### Exercise
Repeat these lines with every "one point per instance" swapped for "a single point for each instance", keeping all else as it is.

--- Start Input ---

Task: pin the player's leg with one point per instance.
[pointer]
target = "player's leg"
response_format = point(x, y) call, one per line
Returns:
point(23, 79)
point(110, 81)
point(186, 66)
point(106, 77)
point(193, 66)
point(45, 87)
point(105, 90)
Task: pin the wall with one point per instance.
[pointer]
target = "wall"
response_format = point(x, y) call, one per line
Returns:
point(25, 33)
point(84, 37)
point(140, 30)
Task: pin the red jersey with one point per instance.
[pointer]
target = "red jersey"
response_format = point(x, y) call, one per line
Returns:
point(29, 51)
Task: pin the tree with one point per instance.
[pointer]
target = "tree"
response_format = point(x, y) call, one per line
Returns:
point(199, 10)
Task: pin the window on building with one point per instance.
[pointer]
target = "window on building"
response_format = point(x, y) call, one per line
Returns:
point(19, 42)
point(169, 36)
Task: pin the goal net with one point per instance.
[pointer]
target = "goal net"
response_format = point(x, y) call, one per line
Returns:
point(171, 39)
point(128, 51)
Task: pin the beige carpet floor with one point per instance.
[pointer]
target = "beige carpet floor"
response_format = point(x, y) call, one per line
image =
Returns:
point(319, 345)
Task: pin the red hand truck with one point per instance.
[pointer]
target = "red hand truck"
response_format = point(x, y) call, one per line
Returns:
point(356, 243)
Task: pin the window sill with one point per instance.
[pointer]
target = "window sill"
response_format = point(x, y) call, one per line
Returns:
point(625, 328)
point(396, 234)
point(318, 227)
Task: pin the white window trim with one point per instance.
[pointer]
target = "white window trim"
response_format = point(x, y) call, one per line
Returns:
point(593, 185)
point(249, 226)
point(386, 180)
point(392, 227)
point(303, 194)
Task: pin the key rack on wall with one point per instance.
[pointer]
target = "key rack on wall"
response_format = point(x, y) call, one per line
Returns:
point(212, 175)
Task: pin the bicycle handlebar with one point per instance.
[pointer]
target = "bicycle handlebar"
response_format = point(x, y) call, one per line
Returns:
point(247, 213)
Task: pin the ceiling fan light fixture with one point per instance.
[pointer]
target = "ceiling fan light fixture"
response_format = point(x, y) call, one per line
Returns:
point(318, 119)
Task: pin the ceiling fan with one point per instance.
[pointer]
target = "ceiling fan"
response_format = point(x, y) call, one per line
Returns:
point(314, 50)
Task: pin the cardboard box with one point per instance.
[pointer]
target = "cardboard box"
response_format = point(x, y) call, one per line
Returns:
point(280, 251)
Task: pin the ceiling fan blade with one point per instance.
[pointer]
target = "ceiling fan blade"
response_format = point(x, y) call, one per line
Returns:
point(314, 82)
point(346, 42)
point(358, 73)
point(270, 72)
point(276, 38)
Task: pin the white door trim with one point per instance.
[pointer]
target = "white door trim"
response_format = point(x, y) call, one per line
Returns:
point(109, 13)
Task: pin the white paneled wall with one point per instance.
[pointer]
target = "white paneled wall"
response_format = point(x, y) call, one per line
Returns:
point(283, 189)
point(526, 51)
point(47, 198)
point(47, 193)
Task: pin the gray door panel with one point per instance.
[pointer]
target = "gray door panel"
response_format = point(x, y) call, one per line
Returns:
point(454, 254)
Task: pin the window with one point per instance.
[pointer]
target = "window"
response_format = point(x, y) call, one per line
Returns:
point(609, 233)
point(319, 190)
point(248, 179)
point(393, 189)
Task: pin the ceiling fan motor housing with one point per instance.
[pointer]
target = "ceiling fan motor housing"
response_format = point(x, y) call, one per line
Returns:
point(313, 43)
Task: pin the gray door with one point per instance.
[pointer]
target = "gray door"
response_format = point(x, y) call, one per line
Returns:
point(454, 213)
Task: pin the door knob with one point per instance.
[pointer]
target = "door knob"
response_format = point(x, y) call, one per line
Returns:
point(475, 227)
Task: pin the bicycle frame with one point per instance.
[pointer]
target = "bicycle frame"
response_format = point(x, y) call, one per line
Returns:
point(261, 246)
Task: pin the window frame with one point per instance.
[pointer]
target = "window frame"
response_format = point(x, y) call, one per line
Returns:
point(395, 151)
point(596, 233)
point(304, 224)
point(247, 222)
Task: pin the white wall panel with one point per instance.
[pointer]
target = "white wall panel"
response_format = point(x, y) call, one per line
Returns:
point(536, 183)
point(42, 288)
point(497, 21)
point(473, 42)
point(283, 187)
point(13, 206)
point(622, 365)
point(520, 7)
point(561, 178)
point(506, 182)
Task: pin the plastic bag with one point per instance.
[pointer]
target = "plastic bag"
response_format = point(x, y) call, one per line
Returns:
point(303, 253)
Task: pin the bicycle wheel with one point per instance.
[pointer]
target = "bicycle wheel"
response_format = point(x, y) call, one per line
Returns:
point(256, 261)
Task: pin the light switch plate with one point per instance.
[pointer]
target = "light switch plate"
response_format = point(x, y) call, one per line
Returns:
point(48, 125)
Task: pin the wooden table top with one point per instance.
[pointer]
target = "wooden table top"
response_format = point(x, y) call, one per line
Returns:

--- End Input ---

### Final result
Task: pin the player's leg with a single point for each instance.
[pointer]
target = "player's leg"
response_format = point(x, y) call, one per line
Returns:
point(23, 79)
point(110, 81)
point(186, 66)
point(106, 77)
point(193, 66)
point(45, 87)
point(105, 90)
Task: pin the wall with a single point for each instance.
[pointer]
target = "wall"
response_format = point(x, y) call, one per line
Returns:
point(25, 33)
point(84, 37)
point(140, 30)
Task: pin the red jersey with a single point for each instance.
[pointer]
target = "red jersey"
response_format = point(x, y) call, one per line
Returns:
point(29, 51)
Task: pin the tree with a single point for each instance.
[pointer]
target = "tree"
response_format = point(x, y) call, one per line
Returns:
point(199, 10)
Task: pin the window on building with a single point for each instance.
[pointer]
target = "window on building"
response_format = point(x, y) call, one per line
Returns:
point(19, 42)
point(169, 36)
Task: pin the goal net with a single point for each instance.
[pointer]
target = "goal net"
response_format = point(x, y) call, one per line
Returns:
point(171, 39)
point(128, 51)
Task: pin the beige carpet floor with a single point for each instance.
[pointer]
target = "beige carpet floor"
response_format = point(x, y) call, one per line
image =
Returns:
point(319, 345)
Task: pin the red hand truck with a single point for each instance.
[pointer]
target = "red hand truck"
response_format = point(x, y) call, one per line
Returns:
point(356, 243)
Task: pin the window sill with a single point for each instance.
[pointer]
target = "window sill"
response_format = point(x, y) call, one per line
Returns:
point(625, 328)
point(396, 234)
point(318, 227)
Task: pin the white window trim with a single point for each instance.
[pointer]
target = "white window trim"
response_format = point(x, y) call, one per line
Returns:
point(593, 185)
point(249, 226)
point(386, 180)
point(392, 227)
point(303, 194)
Task: pin the key rack on wall with a single point for each instance.
[pointer]
target = "key rack on wall"
response_format = point(x, y) call, one per line
Returns:
point(212, 175)
Task: pin the bicycle handlebar with a single point for each instance.
[pointer]
target = "bicycle handlebar"
response_format = point(x, y) call, one per line
Returns:
point(247, 213)
Task: pin the ceiling fan light fixture with a single point for each instance.
[pointer]
target = "ceiling fan light fixture"
response_format = point(x, y) call, one per line
Returns:
point(318, 119)
Task: pin the ceiling fan with a single point for each instance.
[pointer]
target = "ceiling fan"
response_format = point(x, y) call, one per line
Returns:
point(314, 50)
Task: pin the cardboard box with a single point for each instance.
[pointer]
target = "cardboard box"
response_format = point(x, y) call, one per line
Returns:
point(280, 251)
Task: pin the ceiling fan blade with a single point for each instance.
[pointer]
target = "ceiling fan blade"
response_format = point(x, y) call, one per line
Returns:
point(314, 82)
point(346, 42)
point(358, 73)
point(270, 72)
point(276, 38)
Task: pin the white door trim with a single point for each instance.
[pointer]
target = "white door trim"
response_format = point(x, y) call, one per line
Returns:
point(109, 13)
Task: pin the white paneled wall with a single point for each instance.
[pointer]
target = "white paneled wall"
response_format = point(x, y) call, one per line
Returns:
point(283, 189)
point(526, 51)
point(47, 198)
point(47, 193)
Task: pin the gray door panel with a single point for each instance.
[pointer]
target = "gray door panel"
response_format = point(x, y) call, one per line
Returns:
point(454, 254)
Task: pin the window with a single point for each instance.
[pointer]
target = "window"
response_format = point(x, y) call, one per line
Returns:
point(609, 233)
point(319, 190)
point(248, 179)
point(393, 189)
Task: pin the ceiling fan motor housing with a single point for each instance.
[pointer]
target = "ceiling fan motor housing"
response_format = point(x, y) call, one per line
Returns:
point(313, 43)
Task: pin the gray door with a single point for each instance.
[pointer]
target = "gray door"
response_format = point(x, y) call, one per line
Returns:
point(454, 213)
Task: pin the door knob with a single point for each instance.
[pointer]
target = "door knob"
response_format = point(x, y) call, one per line
Returns:
point(475, 227)
Task: pin the bicycle frame with a single point for each instance.
[pointer]
target = "bicycle frame"
response_format = point(x, y) call, one per line
Returns:
point(261, 246)
Task: pin the window frame with a single point for each instance.
[pointer]
target = "window frame"
response_format = point(x, y) call, one per line
Returns:
point(395, 151)
point(596, 233)
point(304, 224)
point(247, 222)
Task: pin the white wall panel with a single point for each instance.
[pointer]
target = "white wall panel"
response_format = point(x, y) call, one per line
Returns:
point(536, 183)
point(42, 288)
point(497, 21)
point(473, 42)
point(283, 187)
point(13, 206)
point(622, 365)
point(520, 7)
point(561, 178)
point(506, 182)
Task: pin the plastic bag with a single point for each instance.
[pointer]
target = "plastic bag"
response_format = point(x, y) call, one per line
Returns:
point(303, 253)
Task: pin the bicycle wheel with a single point for each instance.
[pointer]
target = "bicycle wheel"
response_format = point(x, y) call, one per line
Returns:
point(256, 261)
Task: pin the light switch plate with a single point for each instance.
[pointer]
target = "light switch plate"
response_format = point(x, y) call, one per line
Returns:
point(48, 125)
Task: pin the wooden table top with a single point for each instance.
[pointer]
target = "wooden table top"
response_format = point(x, y) call, one per line
Returns:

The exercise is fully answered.